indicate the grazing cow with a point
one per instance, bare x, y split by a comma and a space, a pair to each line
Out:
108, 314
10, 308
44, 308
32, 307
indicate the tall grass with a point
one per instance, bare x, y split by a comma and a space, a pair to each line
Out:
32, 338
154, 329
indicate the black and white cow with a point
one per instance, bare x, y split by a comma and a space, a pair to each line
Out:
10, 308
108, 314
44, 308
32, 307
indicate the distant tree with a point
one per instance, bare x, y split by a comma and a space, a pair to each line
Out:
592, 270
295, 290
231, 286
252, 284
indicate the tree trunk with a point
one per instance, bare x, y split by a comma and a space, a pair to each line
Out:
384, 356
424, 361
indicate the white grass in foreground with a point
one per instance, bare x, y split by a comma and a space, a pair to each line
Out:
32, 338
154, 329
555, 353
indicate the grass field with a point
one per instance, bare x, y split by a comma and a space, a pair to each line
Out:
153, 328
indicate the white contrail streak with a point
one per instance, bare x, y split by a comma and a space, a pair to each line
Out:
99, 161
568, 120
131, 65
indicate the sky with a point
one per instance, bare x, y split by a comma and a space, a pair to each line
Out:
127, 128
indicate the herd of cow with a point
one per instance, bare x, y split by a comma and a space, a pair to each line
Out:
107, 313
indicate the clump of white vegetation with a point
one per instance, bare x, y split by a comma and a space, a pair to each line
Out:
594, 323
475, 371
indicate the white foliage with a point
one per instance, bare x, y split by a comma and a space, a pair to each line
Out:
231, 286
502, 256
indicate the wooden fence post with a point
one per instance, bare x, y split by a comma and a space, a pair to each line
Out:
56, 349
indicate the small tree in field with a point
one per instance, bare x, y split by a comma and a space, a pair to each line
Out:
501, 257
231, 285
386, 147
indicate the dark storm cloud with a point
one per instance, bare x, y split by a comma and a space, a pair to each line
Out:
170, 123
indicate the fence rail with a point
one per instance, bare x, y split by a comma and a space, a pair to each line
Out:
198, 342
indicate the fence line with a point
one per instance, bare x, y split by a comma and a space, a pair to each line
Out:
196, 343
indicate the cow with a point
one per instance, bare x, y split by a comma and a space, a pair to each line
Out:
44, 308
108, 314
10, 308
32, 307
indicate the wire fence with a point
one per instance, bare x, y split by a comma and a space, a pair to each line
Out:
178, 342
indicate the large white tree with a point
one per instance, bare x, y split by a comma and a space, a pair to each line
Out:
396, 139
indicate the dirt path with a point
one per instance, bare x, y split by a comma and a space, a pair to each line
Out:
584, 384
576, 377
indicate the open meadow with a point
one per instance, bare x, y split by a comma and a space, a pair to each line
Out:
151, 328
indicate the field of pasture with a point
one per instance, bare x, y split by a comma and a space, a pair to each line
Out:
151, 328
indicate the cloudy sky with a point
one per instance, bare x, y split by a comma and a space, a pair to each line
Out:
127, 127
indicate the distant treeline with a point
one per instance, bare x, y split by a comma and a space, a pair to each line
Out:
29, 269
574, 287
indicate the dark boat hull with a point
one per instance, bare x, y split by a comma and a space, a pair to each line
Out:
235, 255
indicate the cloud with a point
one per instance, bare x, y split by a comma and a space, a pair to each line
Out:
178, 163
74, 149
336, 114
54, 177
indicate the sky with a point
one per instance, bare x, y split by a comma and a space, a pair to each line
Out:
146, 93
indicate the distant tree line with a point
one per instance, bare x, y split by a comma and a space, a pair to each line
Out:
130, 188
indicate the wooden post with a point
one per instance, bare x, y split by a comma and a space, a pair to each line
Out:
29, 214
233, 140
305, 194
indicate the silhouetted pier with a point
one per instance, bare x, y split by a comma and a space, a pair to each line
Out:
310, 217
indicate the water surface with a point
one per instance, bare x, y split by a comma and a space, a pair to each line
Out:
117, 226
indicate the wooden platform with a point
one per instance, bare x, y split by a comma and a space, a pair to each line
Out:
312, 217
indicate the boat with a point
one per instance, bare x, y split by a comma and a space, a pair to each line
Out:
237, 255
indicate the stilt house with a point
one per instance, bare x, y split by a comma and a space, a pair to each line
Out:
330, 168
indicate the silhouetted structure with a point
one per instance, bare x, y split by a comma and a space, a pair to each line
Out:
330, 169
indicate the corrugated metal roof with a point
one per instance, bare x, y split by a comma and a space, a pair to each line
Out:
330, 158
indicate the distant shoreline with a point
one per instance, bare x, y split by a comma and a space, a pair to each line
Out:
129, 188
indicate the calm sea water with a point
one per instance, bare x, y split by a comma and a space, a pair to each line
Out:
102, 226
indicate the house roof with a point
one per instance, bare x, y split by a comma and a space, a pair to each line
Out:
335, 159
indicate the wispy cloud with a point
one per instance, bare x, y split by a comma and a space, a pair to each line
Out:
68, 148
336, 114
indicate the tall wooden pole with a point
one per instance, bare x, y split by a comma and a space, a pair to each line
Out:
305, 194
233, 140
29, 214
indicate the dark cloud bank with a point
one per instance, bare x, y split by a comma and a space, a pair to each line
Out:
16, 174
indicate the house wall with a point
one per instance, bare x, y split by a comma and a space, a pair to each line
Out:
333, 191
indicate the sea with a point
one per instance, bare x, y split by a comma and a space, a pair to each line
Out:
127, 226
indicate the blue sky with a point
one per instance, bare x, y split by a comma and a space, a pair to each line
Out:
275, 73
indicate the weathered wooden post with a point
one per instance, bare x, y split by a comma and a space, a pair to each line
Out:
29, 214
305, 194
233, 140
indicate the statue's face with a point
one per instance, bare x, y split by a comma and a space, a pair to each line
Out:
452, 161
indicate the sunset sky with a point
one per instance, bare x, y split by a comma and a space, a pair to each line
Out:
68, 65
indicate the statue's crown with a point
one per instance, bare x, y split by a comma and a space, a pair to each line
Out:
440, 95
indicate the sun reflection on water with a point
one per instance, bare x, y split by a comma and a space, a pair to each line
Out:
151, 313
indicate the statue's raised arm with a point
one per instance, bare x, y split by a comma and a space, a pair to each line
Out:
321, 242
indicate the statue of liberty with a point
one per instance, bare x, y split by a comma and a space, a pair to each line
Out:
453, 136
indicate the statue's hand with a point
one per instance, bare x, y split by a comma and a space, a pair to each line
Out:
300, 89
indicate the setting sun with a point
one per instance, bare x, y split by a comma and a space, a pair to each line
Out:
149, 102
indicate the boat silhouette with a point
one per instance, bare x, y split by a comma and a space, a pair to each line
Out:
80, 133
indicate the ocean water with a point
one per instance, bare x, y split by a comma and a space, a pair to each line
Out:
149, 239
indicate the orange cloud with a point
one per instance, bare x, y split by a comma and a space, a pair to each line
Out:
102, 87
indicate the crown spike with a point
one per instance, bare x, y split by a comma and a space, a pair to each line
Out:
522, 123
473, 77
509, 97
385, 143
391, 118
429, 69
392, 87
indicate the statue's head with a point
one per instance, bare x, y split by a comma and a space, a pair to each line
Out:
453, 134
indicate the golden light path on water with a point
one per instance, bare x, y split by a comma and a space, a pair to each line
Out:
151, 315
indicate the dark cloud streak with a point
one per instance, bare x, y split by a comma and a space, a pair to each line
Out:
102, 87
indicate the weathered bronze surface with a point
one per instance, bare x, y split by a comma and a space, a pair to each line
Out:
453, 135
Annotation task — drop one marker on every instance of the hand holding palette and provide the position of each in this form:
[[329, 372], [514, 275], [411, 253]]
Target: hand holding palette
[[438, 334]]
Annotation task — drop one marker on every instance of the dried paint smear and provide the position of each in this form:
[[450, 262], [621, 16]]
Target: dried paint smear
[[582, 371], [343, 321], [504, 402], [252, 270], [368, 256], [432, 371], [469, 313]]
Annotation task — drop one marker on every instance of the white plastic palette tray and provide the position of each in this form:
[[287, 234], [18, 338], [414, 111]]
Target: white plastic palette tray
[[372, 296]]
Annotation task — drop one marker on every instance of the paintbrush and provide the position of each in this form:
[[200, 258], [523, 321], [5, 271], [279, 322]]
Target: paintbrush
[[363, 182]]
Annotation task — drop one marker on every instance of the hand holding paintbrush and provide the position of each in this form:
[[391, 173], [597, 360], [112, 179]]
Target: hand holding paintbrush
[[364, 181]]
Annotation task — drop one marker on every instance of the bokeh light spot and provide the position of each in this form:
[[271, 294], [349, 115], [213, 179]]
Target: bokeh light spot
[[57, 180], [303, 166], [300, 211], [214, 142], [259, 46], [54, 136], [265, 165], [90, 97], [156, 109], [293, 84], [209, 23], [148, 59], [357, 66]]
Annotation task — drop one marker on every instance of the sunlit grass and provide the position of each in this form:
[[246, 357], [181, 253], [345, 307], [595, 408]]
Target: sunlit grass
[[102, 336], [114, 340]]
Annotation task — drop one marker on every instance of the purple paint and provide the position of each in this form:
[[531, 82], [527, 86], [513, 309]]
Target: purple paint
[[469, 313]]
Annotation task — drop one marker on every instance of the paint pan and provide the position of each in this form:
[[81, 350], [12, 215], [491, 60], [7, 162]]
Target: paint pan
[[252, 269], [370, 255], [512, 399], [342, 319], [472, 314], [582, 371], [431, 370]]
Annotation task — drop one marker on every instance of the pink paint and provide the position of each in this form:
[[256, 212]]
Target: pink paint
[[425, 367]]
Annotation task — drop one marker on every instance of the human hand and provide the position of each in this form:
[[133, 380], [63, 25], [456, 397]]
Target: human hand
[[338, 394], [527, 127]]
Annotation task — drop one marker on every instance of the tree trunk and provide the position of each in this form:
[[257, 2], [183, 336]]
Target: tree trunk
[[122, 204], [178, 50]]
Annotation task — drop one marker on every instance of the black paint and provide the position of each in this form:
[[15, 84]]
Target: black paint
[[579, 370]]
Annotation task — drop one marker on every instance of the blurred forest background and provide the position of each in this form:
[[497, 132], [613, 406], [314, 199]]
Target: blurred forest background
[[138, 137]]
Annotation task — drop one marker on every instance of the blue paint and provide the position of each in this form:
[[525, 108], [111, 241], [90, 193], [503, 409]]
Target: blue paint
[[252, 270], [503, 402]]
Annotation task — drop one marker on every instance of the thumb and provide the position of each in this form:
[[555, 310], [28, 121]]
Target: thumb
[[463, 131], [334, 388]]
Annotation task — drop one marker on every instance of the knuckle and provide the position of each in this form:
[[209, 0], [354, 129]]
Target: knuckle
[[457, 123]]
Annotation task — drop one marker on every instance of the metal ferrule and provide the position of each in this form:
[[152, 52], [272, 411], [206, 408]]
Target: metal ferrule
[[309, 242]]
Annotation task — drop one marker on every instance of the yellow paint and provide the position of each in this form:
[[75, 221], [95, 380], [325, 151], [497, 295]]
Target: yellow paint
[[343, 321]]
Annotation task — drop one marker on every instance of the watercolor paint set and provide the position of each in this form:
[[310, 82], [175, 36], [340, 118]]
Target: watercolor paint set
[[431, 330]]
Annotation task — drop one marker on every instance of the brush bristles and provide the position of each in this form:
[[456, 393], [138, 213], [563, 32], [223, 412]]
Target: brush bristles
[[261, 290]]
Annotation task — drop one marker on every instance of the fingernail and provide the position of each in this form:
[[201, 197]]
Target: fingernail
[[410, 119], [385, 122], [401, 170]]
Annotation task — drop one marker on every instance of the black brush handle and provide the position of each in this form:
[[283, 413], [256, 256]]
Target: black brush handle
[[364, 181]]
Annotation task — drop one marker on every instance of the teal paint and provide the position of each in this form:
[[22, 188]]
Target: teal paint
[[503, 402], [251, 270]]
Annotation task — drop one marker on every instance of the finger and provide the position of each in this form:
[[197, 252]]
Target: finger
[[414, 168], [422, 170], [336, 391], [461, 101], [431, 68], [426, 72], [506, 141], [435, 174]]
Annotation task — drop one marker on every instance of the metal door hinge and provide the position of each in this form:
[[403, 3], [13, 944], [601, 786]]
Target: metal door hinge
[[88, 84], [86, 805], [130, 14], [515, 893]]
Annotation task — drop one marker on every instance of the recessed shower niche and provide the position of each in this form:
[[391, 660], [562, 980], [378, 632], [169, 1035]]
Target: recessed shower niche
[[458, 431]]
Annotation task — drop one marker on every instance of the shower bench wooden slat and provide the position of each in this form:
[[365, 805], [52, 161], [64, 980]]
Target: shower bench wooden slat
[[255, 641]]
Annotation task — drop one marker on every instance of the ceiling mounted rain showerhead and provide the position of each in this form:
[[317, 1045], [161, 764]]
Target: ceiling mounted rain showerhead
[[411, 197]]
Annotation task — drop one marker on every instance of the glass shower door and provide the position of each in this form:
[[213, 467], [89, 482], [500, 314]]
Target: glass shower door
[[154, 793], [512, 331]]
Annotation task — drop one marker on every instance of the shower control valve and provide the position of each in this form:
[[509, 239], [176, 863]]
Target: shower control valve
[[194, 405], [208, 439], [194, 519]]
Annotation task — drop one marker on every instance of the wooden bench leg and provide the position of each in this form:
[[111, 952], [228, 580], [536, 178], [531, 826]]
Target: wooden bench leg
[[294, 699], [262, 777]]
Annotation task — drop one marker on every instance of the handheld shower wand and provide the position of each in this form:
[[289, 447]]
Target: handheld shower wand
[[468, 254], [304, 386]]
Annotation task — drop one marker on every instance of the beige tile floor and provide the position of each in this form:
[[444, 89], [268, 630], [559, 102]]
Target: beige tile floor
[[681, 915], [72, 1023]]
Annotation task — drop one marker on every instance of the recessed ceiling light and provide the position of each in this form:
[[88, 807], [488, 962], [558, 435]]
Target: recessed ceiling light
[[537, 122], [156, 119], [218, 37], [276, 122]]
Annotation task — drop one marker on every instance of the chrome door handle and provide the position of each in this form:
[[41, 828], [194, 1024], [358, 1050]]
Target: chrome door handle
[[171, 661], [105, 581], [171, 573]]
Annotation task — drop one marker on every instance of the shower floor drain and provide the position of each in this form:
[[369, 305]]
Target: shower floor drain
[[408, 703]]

- _EXERCISE_:
Copy out each line of the listing that holds the word "tall".

- _EXPECTED ANSWER_:
indicate the tall grass with a point
indicate the tall wooden pole with a point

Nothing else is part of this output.